* BEGIN *

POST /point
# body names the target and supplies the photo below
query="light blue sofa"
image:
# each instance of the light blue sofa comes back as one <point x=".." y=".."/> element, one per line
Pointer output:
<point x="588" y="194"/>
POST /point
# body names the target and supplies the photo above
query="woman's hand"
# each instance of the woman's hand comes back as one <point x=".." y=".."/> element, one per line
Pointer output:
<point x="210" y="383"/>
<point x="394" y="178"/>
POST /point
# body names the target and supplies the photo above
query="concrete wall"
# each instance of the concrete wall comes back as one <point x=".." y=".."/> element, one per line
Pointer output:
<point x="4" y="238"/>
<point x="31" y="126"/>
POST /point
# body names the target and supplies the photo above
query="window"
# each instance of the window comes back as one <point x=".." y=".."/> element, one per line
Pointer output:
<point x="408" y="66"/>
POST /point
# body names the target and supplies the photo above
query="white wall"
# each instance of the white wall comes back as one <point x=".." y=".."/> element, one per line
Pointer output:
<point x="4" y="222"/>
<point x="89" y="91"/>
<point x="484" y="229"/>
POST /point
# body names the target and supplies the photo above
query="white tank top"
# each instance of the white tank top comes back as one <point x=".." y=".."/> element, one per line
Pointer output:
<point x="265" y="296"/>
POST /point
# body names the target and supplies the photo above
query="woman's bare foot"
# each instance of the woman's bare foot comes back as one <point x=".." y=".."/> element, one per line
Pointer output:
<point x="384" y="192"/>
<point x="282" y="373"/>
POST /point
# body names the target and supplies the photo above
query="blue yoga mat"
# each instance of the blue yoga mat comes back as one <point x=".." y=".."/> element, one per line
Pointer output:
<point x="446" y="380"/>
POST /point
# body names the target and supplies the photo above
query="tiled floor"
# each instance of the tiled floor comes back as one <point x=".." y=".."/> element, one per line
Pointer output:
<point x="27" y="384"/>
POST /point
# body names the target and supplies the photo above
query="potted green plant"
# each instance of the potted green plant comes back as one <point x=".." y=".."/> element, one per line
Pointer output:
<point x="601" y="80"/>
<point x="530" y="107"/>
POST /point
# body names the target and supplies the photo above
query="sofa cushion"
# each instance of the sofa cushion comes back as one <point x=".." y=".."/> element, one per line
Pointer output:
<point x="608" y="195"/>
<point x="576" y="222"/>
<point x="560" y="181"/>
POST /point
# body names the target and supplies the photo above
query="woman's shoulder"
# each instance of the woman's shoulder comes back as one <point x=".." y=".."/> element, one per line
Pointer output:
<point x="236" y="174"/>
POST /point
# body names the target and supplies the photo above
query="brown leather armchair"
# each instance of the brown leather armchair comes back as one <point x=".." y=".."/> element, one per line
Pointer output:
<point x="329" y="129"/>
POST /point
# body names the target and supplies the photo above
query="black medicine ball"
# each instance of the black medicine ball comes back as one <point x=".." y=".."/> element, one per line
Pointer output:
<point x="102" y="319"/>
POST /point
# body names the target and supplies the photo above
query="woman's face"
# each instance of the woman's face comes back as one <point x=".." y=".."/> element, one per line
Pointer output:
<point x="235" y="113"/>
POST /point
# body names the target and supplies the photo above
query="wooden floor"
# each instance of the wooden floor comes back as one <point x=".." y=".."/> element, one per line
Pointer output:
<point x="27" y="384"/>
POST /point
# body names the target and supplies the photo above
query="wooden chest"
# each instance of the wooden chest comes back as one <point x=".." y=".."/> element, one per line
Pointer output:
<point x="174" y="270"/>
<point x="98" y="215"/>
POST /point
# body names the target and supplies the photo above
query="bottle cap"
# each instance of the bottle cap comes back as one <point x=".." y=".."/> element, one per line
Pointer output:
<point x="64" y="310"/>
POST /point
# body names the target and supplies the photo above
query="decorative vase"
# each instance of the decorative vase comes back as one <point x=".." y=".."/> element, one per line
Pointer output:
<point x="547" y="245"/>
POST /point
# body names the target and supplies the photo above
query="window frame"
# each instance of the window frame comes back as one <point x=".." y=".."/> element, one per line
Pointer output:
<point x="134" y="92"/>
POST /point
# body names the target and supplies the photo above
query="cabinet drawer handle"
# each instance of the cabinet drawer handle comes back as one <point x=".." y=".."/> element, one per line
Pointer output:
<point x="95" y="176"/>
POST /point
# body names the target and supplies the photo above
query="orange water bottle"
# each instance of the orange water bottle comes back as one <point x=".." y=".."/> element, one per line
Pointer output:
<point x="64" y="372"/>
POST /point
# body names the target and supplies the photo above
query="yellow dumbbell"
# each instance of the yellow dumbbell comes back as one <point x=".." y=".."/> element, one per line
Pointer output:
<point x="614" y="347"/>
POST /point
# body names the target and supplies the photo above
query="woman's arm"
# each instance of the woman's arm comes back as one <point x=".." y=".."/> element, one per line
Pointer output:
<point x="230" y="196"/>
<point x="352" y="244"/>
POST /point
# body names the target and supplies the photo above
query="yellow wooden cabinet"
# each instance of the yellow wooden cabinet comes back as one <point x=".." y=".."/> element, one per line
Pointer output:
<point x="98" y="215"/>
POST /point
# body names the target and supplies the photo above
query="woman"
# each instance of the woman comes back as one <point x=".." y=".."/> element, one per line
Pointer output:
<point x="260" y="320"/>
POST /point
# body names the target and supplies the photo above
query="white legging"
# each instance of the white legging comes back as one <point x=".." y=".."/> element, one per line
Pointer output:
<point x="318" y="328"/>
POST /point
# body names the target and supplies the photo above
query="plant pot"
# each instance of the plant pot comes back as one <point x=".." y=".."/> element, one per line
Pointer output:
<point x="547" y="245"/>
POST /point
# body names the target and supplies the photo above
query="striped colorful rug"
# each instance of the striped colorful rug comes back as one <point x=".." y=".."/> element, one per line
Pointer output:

* END *

_GIVEN INSTRUCTION_
Locate each line of the material above that contains the string "woman" with the same case, and copy those lines out in full.

_SOLUTION TO THIS TASK_
query="woman's hand"
# each instance of the woman's hand comes back as one <point x=".." y=".."/> element, one per line
query="woman's bare foot"
# each instance of the woman's bare foot comes back as one <point x=".." y=".."/> element, one per line
query="woman's shoulder"
# each instance of the woman's shoulder comes back as one <point x=".." y=".."/> element, one per line
query="woman's face"
# each instance of the woman's face comes back as one <point x=".." y=".."/> element, one per line
query="woman's arm"
# each instance of the woman's arm comes back as one <point x=".." y=".."/> element, one per line
query="woman"
# each instance of the woman comes back as one <point x=".." y=".."/> element, one per line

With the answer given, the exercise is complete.